*What to work on*: Write each line out exactly, leaving none out.
* BEGIN Data section *
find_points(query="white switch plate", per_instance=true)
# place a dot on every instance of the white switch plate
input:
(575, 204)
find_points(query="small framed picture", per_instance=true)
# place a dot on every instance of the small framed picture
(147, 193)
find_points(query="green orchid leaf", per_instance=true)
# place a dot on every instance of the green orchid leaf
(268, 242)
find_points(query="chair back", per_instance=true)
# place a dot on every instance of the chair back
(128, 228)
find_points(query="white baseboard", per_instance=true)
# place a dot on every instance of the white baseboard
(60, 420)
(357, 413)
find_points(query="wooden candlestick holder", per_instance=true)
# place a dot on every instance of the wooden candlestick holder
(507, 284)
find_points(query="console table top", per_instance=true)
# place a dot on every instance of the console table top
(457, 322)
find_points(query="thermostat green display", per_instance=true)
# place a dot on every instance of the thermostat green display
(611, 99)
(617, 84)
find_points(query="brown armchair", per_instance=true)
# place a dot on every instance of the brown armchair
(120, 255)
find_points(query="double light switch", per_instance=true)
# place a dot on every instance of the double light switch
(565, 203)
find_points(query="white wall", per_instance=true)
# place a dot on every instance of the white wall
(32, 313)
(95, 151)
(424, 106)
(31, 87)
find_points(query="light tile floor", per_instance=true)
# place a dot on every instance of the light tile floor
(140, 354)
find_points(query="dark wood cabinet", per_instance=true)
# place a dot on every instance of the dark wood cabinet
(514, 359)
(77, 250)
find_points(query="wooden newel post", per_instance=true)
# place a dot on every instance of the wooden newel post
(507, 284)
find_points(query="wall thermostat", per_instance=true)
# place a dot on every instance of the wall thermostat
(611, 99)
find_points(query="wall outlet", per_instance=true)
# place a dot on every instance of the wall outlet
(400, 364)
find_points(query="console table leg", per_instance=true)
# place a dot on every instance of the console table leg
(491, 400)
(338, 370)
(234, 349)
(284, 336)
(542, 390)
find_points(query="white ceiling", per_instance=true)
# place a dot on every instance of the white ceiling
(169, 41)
* END Data section *
*Response to the exercise*:
find_points(query="white switch plate", per_instance=true)
# place a dot on every instance of the white switch plate
input:
(575, 204)
find_points(query="small framed picture", per_instance=true)
# place a dot on every instance of the small framed picture
(147, 193)
find_points(query="green orchid leaf", per_instance=true)
# place a dot on every instance of the green orchid leaf
(268, 242)
find_points(query="chair back", per_instance=true)
# place a dot on every instance of the chair back
(128, 228)
find_points(query="white baseboard", per_instance=true)
# place a dot on every instance of the white baseboard
(60, 420)
(357, 413)
find_points(query="wooden candlestick holder", per_instance=true)
# place a dot on every instance of the wooden candlestick holder
(507, 284)
find_points(query="console table top", per_instance=true)
# place a dot on every instance of the console table top
(457, 322)
find_points(query="thermostat green display", per_instance=true)
# place a dot on every instance of the thermostat green display
(611, 99)
(617, 84)
find_points(query="brown armchair", per_instance=true)
# place a dot on every instance of the brown armchair
(120, 255)
find_points(query="double light switch", per_instance=true)
# place a dot on every instance of the double light switch
(565, 203)
find_points(query="white wall", per_instance=true)
# place a dot on every instance of the white wall
(32, 313)
(95, 151)
(424, 106)
(31, 87)
find_points(query="light tile floor", per_instance=true)
# place a dot on every instance of the light tile floor
(140, 354)
find_points(query="dark wood cabinet", per_instance=true)
# place a dot on every instance of the dark wood cabinet
(514, 359)
(77, 250)
find_points(query="wooden newel post", per_instance=true)
# place a dot on every instance of the wooden newel post
(507, 284)
find_points(query="wall thermostat", per_instance=true)
# place a dot on every instance of the wall thermostat
(611, 99)
find_points(query="wall outlet", per_instance=true)
# place a dot on every instance of the wall outlet
(400, 364)
find_points(query="console table leg", per_instance=true)
# place a dot on every instance of the console table leg
(491, 400)
(338, 370)
(234, 349)
(284, 336)
(542, 390)
find_points(query="white ceiling", per_instance=true)
# place a dot on every instance of the white ceiling
(169, 41)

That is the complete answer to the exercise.